__Task directions__:
Repeat all of the records exactly, leaving out the pictures.

Segment Start: The data

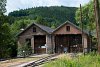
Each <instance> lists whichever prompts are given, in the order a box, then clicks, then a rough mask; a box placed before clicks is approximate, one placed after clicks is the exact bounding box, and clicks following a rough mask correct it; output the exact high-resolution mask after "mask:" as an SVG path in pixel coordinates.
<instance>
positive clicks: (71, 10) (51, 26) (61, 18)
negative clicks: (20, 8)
mask: <svg viewBox="0 0 100 67" xmlns="http://www.w3.org/2000/svg"><path fill="white" fill-rule="evenodd" d="M1 4H2V5H1ZM5 6H6V0H0V59H1V58H8V57H15V56H16V55H17V44H16V41H17V34H18V33H19V32H20V31H21V29H25V28H26V27H27V26H28V25H29V24H31V23H32V22H37V23H40V24H43V25H46V26H49V27H51V28H56V27H57V26H59V25H60V24H62V23H63V22H65V21H66V20H69V21H71V22H73V23H74V24H76V25H79V26H80V9H79V8H76V7H65V6H51V7H34V8H28V9H21V10H19V11H13V12H11V13H9V15H8V16H6V15H4V13H5V12H6V8H5ZM82 13H83V14H82V15H83V16H82V18H83V19H82V21H83V25H84V29H87V30H88V32H89V31H90V32H93V33H94V32H95V31H96V30H95V28H96V26H95V19H94V5H93V1H90V2H89V3H88V4H86V5H85V6H82ZM91 34H92V33H91Z"/></svg>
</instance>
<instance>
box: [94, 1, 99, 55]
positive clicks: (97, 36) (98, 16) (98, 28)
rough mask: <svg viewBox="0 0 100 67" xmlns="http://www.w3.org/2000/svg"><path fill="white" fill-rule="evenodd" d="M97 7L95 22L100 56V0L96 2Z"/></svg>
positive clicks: (94, 5) (95, 8) (97, 44)
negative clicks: (95, 24) (99, 4)
mask: <svg viewBox="0 0 100 67" xmlns="http://www.w3.org/2000/svg"><path fill="white" fill-rule="evenodd" d="M94 6H95V16H96V17H95V20H96V29H97V45H98V53H99V54H100V11H99V0H94Z"/></svg>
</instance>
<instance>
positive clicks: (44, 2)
mask: <svg viewBox="0 0 100 67" xmlns="http://www.w3.org/2000/svg"><path fill="white" fill-rule="evenodd" d="M89 1H90V0H7V4H6V9H7V12H6V14H8V13H9V12H12V11H15V10H19V9H26V8H31V7H39V6H61V5H63V6H68V7H79V5H80V4H82V5H85V4H87V3H88V2H89Z"/></svg>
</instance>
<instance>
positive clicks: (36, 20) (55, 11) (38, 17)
mask: <svg viewBox="0 0 100 67" xmlns="http://www.w3.org/2000/svg"><path fill="white" fill-rule="evenodd" d="M76 10H77V8H76V7H65V6H51V7H34V8H29V9H24V10H19V11H13V12H11V13H9V15H8V16H10V17H13V18H14V21H16V20H17V21H19V20H35V21H36V22H38V23H40V24H43V25H47V26H49V27H54V28H55V27H57V26H58V25H60V24H61V23H63V22H65V21H66V20H69V21H71V22H73V23H75V12H76ZM12 23H13V22H12Z"/></svg>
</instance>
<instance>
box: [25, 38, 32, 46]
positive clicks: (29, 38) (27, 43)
mask: <svg viewBox="0 0 100 67" xmlns="http://www.w3.org/2000/svg"><path fill="white" fill-rule="evenodd" d="M26 43H27V45H29V46H31V39H30V38H27V39H26Z"/></svg>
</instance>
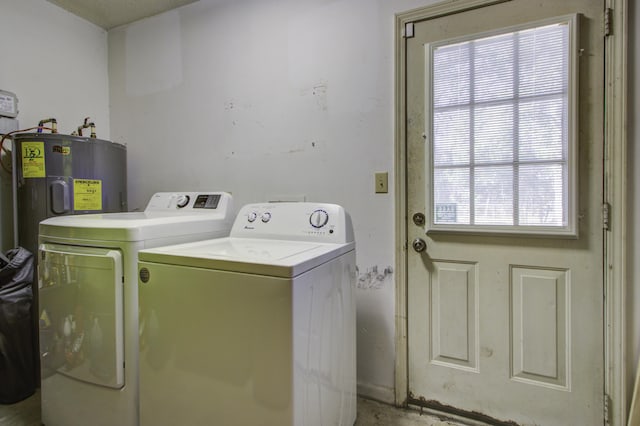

Segment End: The data

__Response below__:
Each <instance> lists whichever prompts are given, in the order a box, then clicks, then a rough mask; a box placed before clicks is approximate, one placed after clicks is the exact bounding box, and clicks following a rough mask correct it; output the exact high-resolution mask after "mask:" as an SVG path in pixel coordinates.
<instance>
positive clicks: (71, 10) (51, 26) (61, 18)
negative clicks: (20, 8)
mask: <svg viewBox="0 0 100 67" xmlns="http://www.w3.org/2000/svg"><path fill="white" fill-rule="evenodd" d="M1 4H2V5H1ZM5 6H6V0H0V59H1V58H8V57H15V56H16V55H17V44H16V41H17V34H18V33H19V32H20V31H21V29H25V28H26V27H27V26H28V25H29V24H31V23H32V22H37V23H40V24H43V25H46V26H49V27H51V28H56V27H57V26H59V25H60V24H62V23H63V22H65V21H66V20H69V21H71V22H73V23H74V24H76V25H79V26H80V9H79V8H76V7H65V6H51V7H34V8H28V9H21V10H19V11H13V12H11V13H9V15H8V16H6V15H4V13H5V12H6V8H5ZM82 13H83V14H82V15H83V16H82V18H83V19H82V21H83V25H84V29H87V30H88V32H89V31H90V32H93V33H94V32H95V31H96V30H95V28H96V26H95V19H94V5H93V1H90V2H89V3H88V4H86V5H85V6H82ZM91 34H92V33H91Z"/></svg>
</instance>
<instance>
box: [94, 1, 99, 55]
positive clicks: (97, 36) (98, 16) (98, 28)
rough mask: <svg viewBox="0 0 100 67" xmlns="http://www.w3.org/2000/svg"><path fill="white" fill-rule="evenodd" d="M97 7L95 22L100 56V0L96 2Z"/></svg>
positive clicks: (94, 5) (95, 8) (97, 44)
negative clicks: (95, 24) (99, 4)
mask: <svg viewBox="0 0 100 67" xmlns="http://www.w3.org/2000/svg"><path fill="white" fill-rule="evenodd" d="M94 6H95V16H96V17H95V20H96V29H97V45H98V53H99V54H100V11H99V0H94Z"/></svg>
</instance>
<instance>
positive clicks: (44, 2)
mask: <svg viewBox="0 0 100 67" xmlns="http://www.w3.org/2000/svg"><path fill="white" fill-rule="evenodd" d="M89 1H90V0H7V4H6V9H7V12H6V14H8V13H9V12H12V11H15V10H19V9H26V8H31V7H39V6H61V5H63V6H68V7H79V5H80V4H82V5H85V4H87V3H88V2H89Z"/></svg>
</instance>
<instance>
positive clicks: (36, 20) (55, 11) (38, 17)
mask: <svg viewBox="0 0 100 67" xmlns="http://www.w3.org/2000/svg"><path fill="white" fill-rule="evenodd" d="M76 10H77V8H76V7H65V6H51V7H34V8H29V9H24V10H19V11H13V12H11V13H9V15H8V16H10V17H13V18H14V21H16V20H17V21H19V20H35V21H36V22H38V23H40V24H43V25H47V26H49V27H54V28H55V27H57V26H58V25H60V24H61V23H63V22H65V21H66V20H69V21H71V22H73V23H75V12H76ZM12 23H13V22H12Z"/></svg>
</instance>
<instance>
box: [25, 38, 32, 46]
positive clicks: (29, 38) (27, 43)
mask: <svg viewBox="0 0 100 67" xmlns="http://www.w3.org/2000/svg"><path fill="white" fill-rule="evenodd" d="M26 43H27V45H29V46H31V39H30V38H27V39H26Z"/></svg>
</instance>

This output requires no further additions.